*** Opening of INFORMATION SUPPLIED ***

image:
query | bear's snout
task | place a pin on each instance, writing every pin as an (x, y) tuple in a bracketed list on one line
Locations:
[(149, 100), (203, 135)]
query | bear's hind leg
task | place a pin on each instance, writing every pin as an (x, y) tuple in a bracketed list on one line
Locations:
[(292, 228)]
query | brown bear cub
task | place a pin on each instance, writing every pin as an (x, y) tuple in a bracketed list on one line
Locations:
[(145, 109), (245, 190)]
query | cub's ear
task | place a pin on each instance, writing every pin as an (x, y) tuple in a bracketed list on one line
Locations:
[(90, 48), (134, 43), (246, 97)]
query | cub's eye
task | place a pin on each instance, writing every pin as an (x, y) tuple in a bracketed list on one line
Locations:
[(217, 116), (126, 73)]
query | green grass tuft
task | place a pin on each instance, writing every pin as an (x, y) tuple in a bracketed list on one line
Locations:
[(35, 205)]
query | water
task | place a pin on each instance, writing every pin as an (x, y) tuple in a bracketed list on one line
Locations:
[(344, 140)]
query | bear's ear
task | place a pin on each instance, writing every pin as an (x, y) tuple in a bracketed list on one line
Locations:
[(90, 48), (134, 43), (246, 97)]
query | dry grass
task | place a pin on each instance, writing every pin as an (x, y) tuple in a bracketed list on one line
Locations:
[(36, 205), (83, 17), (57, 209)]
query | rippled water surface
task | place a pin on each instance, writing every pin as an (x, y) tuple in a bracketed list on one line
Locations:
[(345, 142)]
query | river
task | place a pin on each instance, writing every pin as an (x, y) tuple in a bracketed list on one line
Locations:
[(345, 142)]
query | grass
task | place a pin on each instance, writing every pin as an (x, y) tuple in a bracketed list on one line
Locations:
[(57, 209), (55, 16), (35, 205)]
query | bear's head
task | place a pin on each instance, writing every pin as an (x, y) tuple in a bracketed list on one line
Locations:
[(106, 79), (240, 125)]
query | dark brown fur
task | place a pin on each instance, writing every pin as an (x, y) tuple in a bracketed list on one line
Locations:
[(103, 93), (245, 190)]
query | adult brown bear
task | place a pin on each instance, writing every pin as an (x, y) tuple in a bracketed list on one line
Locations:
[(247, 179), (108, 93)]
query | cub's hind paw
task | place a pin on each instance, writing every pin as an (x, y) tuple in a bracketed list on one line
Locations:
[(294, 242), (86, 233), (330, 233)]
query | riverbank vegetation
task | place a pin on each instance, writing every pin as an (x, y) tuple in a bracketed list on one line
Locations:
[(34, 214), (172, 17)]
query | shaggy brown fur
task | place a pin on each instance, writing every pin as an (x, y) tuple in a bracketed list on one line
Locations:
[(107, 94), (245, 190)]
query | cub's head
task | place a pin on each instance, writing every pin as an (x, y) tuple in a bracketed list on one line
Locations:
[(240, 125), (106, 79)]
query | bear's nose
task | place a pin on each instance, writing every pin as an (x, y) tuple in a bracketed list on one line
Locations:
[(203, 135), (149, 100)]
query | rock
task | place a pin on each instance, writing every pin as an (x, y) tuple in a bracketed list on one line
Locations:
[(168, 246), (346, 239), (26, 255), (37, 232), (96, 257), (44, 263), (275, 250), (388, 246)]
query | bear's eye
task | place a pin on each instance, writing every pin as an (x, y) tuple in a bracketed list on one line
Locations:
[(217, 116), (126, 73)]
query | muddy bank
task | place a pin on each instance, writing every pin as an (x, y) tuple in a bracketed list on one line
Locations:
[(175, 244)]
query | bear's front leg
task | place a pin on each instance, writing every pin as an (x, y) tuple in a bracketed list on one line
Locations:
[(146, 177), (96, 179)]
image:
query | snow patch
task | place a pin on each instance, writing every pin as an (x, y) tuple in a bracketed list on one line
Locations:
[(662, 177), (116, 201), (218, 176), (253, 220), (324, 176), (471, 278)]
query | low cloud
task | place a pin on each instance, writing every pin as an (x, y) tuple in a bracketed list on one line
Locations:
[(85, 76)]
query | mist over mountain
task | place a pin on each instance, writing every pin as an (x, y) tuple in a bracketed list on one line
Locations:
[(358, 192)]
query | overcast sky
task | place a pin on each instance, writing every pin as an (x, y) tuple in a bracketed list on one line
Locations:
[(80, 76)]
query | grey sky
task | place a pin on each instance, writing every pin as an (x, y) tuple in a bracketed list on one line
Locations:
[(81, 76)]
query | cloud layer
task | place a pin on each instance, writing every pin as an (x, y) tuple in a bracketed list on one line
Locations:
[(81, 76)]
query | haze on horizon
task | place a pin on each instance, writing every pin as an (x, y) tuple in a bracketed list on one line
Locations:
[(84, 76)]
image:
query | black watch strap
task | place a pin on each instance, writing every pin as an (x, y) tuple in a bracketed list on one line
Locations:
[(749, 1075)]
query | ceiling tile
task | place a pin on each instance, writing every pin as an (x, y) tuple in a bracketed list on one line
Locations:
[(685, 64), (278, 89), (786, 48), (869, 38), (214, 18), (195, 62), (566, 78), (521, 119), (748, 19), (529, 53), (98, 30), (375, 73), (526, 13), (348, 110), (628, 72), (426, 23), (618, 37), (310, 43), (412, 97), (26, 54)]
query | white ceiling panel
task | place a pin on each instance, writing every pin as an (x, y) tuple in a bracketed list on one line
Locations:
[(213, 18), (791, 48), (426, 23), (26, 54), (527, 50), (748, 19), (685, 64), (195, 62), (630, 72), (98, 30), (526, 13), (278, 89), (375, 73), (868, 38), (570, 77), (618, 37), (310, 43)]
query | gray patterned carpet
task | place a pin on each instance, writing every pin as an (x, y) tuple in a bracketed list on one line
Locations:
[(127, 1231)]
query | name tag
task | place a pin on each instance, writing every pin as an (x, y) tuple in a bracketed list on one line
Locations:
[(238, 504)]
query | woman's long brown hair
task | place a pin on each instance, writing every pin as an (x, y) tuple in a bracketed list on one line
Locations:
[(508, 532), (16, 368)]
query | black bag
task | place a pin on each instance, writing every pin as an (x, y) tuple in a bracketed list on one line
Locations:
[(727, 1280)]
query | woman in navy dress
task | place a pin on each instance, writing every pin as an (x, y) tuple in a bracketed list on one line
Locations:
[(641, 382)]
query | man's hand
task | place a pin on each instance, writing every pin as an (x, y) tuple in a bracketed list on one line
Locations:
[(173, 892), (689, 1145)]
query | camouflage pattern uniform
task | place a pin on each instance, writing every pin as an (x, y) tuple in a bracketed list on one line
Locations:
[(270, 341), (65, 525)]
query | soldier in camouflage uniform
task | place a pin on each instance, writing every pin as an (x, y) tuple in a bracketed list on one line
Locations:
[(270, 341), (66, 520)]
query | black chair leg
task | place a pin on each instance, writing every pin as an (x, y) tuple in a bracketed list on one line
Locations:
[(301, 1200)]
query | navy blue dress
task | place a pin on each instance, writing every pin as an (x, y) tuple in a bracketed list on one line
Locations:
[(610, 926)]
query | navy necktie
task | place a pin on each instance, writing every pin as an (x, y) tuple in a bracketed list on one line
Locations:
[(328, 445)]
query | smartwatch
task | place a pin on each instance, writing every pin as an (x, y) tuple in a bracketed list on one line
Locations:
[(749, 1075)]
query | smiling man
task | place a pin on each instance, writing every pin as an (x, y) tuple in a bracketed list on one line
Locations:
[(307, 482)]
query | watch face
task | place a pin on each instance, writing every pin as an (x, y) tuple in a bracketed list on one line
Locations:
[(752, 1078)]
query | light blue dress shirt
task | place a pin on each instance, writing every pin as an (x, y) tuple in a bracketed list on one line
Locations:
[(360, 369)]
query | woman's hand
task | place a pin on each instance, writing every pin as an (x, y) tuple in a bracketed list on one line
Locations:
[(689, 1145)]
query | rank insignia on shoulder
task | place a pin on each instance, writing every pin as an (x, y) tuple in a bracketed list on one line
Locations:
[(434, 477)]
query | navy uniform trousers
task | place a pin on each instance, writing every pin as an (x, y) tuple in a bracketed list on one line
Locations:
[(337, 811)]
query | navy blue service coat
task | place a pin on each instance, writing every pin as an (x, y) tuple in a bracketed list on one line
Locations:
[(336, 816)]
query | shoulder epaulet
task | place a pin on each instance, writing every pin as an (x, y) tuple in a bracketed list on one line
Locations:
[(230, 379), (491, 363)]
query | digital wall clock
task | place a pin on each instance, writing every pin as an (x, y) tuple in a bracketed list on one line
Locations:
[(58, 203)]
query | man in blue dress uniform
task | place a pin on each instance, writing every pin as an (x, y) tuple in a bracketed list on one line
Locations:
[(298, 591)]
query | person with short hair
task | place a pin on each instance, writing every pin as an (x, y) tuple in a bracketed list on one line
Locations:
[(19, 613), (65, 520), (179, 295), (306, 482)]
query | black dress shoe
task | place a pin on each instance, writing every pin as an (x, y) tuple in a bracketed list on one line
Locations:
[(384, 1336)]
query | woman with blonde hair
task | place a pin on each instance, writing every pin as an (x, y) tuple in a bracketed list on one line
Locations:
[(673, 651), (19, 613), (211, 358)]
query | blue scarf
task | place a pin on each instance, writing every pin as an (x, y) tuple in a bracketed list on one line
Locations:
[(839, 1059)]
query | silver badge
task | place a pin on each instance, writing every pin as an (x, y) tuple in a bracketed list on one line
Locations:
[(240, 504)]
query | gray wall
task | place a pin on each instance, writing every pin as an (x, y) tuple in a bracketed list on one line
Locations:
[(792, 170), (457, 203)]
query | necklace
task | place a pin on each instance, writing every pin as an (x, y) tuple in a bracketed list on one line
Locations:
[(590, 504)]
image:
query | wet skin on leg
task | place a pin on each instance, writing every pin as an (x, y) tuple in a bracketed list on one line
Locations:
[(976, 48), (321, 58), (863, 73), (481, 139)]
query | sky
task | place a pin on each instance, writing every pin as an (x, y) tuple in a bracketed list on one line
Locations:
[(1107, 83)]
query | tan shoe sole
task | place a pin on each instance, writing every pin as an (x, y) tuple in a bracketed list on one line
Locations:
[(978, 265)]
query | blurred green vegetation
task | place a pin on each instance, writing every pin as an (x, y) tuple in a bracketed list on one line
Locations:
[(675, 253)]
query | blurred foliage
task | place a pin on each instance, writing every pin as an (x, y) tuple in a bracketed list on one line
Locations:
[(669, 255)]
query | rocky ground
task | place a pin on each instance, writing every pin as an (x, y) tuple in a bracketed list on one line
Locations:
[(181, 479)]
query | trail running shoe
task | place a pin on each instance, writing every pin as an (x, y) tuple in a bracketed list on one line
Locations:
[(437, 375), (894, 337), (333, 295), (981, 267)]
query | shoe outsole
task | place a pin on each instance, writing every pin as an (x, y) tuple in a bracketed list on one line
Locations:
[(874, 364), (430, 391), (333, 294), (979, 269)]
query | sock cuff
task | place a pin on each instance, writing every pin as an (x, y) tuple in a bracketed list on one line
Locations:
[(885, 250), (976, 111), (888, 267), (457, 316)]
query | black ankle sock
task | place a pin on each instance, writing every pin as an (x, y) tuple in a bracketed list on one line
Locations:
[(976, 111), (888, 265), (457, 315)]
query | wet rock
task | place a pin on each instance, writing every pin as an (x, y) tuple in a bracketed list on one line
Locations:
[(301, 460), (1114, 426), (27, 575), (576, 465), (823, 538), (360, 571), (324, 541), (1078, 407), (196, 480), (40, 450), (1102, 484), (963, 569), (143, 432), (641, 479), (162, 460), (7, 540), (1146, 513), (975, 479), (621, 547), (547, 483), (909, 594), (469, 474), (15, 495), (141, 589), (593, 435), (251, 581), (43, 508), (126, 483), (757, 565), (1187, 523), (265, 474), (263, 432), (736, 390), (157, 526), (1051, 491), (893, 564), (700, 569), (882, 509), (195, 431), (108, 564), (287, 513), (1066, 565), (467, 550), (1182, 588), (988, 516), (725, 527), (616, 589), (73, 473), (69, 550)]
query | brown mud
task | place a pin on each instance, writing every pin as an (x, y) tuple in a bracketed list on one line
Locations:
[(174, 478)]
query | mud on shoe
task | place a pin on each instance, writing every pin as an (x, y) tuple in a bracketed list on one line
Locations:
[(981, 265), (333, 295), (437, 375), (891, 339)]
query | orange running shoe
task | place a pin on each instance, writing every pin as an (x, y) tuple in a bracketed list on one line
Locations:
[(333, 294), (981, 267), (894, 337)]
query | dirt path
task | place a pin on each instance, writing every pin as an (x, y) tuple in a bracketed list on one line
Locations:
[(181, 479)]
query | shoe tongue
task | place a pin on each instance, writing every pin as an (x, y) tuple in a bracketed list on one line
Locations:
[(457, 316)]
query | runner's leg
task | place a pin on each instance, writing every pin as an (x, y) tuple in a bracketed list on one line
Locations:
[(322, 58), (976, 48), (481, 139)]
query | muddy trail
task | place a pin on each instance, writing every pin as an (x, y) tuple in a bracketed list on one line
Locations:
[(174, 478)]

*** Close of INFORMATION SUPPLIED ***

Would you copy every line of the entries that includes the word "gray"?

query | gray patterned carpet
query | gray wall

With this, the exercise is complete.